Start of Data in this exercise
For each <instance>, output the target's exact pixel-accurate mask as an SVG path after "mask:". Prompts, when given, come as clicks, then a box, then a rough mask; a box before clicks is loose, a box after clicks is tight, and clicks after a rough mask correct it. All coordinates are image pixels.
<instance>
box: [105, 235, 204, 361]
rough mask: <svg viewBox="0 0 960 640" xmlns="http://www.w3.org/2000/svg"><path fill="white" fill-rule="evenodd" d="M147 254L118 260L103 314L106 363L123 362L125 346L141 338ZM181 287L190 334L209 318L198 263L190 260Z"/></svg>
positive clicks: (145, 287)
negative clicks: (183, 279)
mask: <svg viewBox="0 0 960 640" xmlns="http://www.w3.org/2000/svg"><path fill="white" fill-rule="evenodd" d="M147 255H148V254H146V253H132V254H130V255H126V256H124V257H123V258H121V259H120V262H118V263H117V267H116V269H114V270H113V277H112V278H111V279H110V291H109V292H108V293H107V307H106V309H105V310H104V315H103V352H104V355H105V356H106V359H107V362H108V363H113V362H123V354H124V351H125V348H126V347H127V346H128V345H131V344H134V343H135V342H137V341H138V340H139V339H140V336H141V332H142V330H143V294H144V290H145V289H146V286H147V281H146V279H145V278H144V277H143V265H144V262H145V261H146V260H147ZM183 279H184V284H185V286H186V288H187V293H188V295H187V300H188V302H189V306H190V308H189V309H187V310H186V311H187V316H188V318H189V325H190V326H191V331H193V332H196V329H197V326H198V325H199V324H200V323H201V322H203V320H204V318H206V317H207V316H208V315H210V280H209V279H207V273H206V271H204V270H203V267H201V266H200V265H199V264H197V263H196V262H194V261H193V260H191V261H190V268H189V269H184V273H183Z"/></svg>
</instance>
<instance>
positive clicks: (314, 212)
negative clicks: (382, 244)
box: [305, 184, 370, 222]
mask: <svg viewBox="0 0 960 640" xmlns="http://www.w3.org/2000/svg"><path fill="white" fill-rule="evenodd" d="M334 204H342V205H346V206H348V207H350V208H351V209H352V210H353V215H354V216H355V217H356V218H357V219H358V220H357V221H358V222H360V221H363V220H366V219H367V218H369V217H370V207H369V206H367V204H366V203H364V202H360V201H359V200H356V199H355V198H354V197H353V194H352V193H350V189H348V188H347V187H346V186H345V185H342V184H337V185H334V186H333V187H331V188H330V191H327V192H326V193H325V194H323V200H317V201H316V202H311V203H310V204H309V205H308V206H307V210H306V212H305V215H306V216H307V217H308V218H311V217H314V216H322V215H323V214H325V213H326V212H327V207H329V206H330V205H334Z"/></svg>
End of Data in this exercise
## [About this exercise]
Retype all the data, changing nothing.

## [Answer section]
For each <instance>, output the target's exact pixel-accurate mask as an SVG path after "mask:". Prompts, when given, come as clicks, then a box, then a rough mask; a box before clicks is loose, a box after clicks is tight, and clicks after a rough mask correct it. All coordinates are image pixels.
<instance>
box: [105, 235, 204, 361]
rough mask: <svg viewBox="0 0 960 640" xmlns="http://www.w3.org/2000/svg"><path fill="white" fill-rule="evenodd" d="M147 254L118 260L103 314L106 363L123 362L125 346L141 338ZM181 287L190 334L209 318L198 263L190 260Z"/></svg>
positive clicks: (145, 287)
negative clicks: (183, 279)
mask: <svg viewBox="0 0 960 640" xmlns="http://www.w3.org/2000/svg"><path fill="white" fill-rule="evenodd" d="M147 255H148V254H146V253H132V254H130V255H126V256H124V257H123V258H121V259H120V262H118V263H117V267H116V269H114V270H113V277H112V278H111V279H110V291H109V292H108V293H107V307H106V309H105V310H104V315H103V352H104V355H105V356H106V359H107V362H108V363H113V362H123V354H124V351H125V348H126V347H127V346H128V345H131V344H134V343H135V342H137V341H138V340H139V339H140V336H141V332H142V330H143V294H144V290H145V289H146V286H147V281H146V279H145V278H144V277H143V265H144V262H145V261H146V260H147ZM183 279H184V284H185V286H186V288H187V293H188V295H187V300H188V302H189V306H190V308H189V309H187V310H186V311H187V316H188V318H189V325H190V326H191V331H193V332H196V329H197V326H198V325H199V324H200V323H201V322H203V320H204V318H206V317H207V316H208V315H210V280H209V279H207V273H206V271H204V270H203V267H201V266H200V265H199V264H197V263H196V262H194V261H193V260H191V261H190V268H189V269H184V273H183Z"/></svg>
</instance>
<instance>
positive clicks: (314, 212)
negative clicks: (382, 244)
box: [305, 184, 370, 222]
mask: <svg viewBox="0 0 960 640" xmlns="http://www.w3.org/2000/svg"><path fill="white" fill-rule="evenodd" d="M334 204H342V205H346V206H348V207H350V208H351V209H352V210H353V215H354V216H355V217H356V218H357V219H358V220H357V221H358V222H360V221H363V220H366V219H367V218H369V217H370V207H369V206H367V204H366V203H364V202H360V201H359V200H356V199H355V198H354V197H353V194H352V193H350V189H348V188H347V187H346V186H345V185H342V184H337V185H334V186H333V187H331V188H330V191H327V192H326V193H325V194H323V200H317V201H316V202H311V203H310V204H309V205H308V206H307V210H306V212H305V215H306V216H307V217H308V218H311V217H314V216H322V215H323V214H325V213H326V212H327V207H329V206H330V205H334Z"/></svg>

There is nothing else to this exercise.